══ Material to process ══

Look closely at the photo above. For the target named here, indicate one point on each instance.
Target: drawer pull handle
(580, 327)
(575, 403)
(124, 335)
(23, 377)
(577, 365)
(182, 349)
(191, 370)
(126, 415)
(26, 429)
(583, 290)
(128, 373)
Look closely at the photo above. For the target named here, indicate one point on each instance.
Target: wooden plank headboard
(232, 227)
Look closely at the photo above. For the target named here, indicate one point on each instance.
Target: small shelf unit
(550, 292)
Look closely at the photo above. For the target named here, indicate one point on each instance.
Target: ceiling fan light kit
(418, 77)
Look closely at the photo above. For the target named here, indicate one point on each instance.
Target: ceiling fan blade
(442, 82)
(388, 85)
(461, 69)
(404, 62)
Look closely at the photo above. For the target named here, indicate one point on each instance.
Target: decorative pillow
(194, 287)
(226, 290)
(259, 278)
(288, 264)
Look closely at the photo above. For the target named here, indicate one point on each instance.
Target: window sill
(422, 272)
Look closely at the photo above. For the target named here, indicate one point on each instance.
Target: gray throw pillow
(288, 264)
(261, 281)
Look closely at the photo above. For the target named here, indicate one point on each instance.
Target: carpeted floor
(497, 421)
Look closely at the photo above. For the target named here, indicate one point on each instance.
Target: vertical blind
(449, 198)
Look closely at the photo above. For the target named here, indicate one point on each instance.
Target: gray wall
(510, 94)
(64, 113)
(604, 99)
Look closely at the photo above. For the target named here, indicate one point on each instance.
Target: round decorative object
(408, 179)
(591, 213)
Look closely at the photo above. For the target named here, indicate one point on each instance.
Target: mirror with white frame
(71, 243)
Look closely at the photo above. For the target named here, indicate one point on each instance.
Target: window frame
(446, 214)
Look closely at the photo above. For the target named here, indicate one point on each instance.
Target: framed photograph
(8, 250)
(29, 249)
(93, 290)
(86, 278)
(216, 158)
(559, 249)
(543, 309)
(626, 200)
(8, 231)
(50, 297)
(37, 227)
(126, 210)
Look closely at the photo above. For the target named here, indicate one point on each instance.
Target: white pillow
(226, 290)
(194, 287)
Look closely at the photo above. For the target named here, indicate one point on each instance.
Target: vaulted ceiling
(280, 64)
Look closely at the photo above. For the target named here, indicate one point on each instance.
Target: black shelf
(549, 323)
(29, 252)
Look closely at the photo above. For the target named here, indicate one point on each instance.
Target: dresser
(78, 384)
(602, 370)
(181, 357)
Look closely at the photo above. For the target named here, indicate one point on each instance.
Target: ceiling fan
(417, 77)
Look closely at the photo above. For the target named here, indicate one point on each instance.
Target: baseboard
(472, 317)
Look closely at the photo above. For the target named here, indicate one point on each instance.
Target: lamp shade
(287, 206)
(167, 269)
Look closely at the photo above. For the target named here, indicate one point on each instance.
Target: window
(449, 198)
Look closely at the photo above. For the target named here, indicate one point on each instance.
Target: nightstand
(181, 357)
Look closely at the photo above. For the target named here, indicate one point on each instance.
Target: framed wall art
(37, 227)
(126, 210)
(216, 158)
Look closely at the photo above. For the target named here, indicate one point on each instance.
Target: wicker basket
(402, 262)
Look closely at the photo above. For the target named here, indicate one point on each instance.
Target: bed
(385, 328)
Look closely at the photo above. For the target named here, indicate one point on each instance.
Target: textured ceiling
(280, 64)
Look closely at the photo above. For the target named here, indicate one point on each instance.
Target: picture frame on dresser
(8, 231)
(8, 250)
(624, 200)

═══

Written request >> Copy all the records above exactly, missing none.

Right answer >>
Look closely at the photo above. For the target named here, indicate one point on each instance.
Target: drawer pull handle
(580, 327)
(575, 403)
(124, 335)
(23, 377)
(577, 365)
(182, 349)
(191, 370)
(126, 415)
(26, 429)
(583, 290)
(128, 373)
Look closely at the photo above. For the target named here, indicate one point on each instance.
Target: wooden plank headboard
(232, 227)
Look closely at the photo above. For the target named here, indicate one point on each instance.
Target: small shelf unit
(550, 292)
Look closely at the photo above. For the target named here, indicate one point on each instance.
Target: ceiling fan light kit
(418, 77)
Look closely at the photo above. For the target named here, indicate one point on each instance.
Target: ceiling fan blade
(442, 82)
(388, 85)
(461, 69)
(404, 62)
Look closely at the photo above. For the target named here, indicate one point on each instance.
Target: decorative pillow
(194, 287)
(226, 290)
(259, 278)
(288, 264)
Look closely at the photo above. For the target named here, indicate one point on each instance.
Target: window sill
(422, 272)
Look closely at the photo above. For the target named here, indicate one point on each instance.
Target: gray throw pillow
(288, 264)
(261, 281)
Look closely at the photo above. For the target named here, indicate one point on each instance.
Target: carpeted floor
(497, 421)
Look closely at the photo above. For the target named here, indicate one point on each instance.
Target: vertical blind
(449, 198)
Look closely at the photo above. For the target named here, indicate one point on each instance.
Target: gray wall
(510, 94)
(64, 113)
(604, 99)
Look closely at the photo above. For the target named here, indicate one point on each instance.
Target: round decorative object
(408, 179)
(591, 213)
Look closely at the photo above. For the target named here, indicate one point on each instance.
Target: mirror with white frame
(71, 243)
Look closely at the photo above. For the target named here, indicate one point on each instance.
Target: window frame
(446, 214)
Look closely at the photo above. For the target named here, indicate one point on each instance.
Target: framed photograph
(8, 250)
(29, 249)
(93, 290)
(86, 278)
(216, 158)
(559, 249)
(543, 309)
(626, 200)
(8, 231)
(50, 297)
(37, 227)
(126, 210)
Look closely at the photo above. For the target named here, indicate one point on each instance.
Target: white pillow
(226, 290)
(194, 287)
Look closely at the photo above. For the target named here, indicate one point on each instance.
Target: vaulted ceiling
(280, 64)
Look closely at the photo above. For the target named here, indicate one point on each instance.
Target: black shelf
(549, 323)
(29, 252)
Look closely at the photo above. For the target named here, indicate one point on each instance.
Target: dresser
(78, 384)
(602, 370)
(181, 357)
Look closely at the photo above. For the target named here, indicate one point on each instance.
Target: ceiling fan
(417, 77)
Look closely at the photo above. For the target named here, indicate one point on each instance.
Target: baseboard
(472, 317)
Look closely at the photo above. For the target named here, indicate one point on each instance.
Target: lamp shade
(287, 206)
(167, 269)
Look closely at the photo above. For the target named here, indicate one point on each instance.
Target: window
(449, 198)
Look closely at the photo above. For the target named here, indicate one point on each instance.
Target: nightstand
(181, 357)
Look closely at the photo above. For the target named here, indicate one point on each instance.
Target: framed wall art
(37, 227)
(126, 210)
(216, 158)
Look closely at the photo above. For the target named here, indicate one point on each instance.
Target: wicker basket
(402, 262)
Look closely at the photo above. For the target named here, indicate one point on each instance.
Target: bed
(385, 328)
Look closely at the photo above. For the target named here, indicate one point on each instance.
Target: textured ceiling
(280, 64)
Look closely at the photo above. For the target named here, indicate one point on each instance.
Target: picture frame on dresser
(8, 231)
(8, 250)
(624, 200)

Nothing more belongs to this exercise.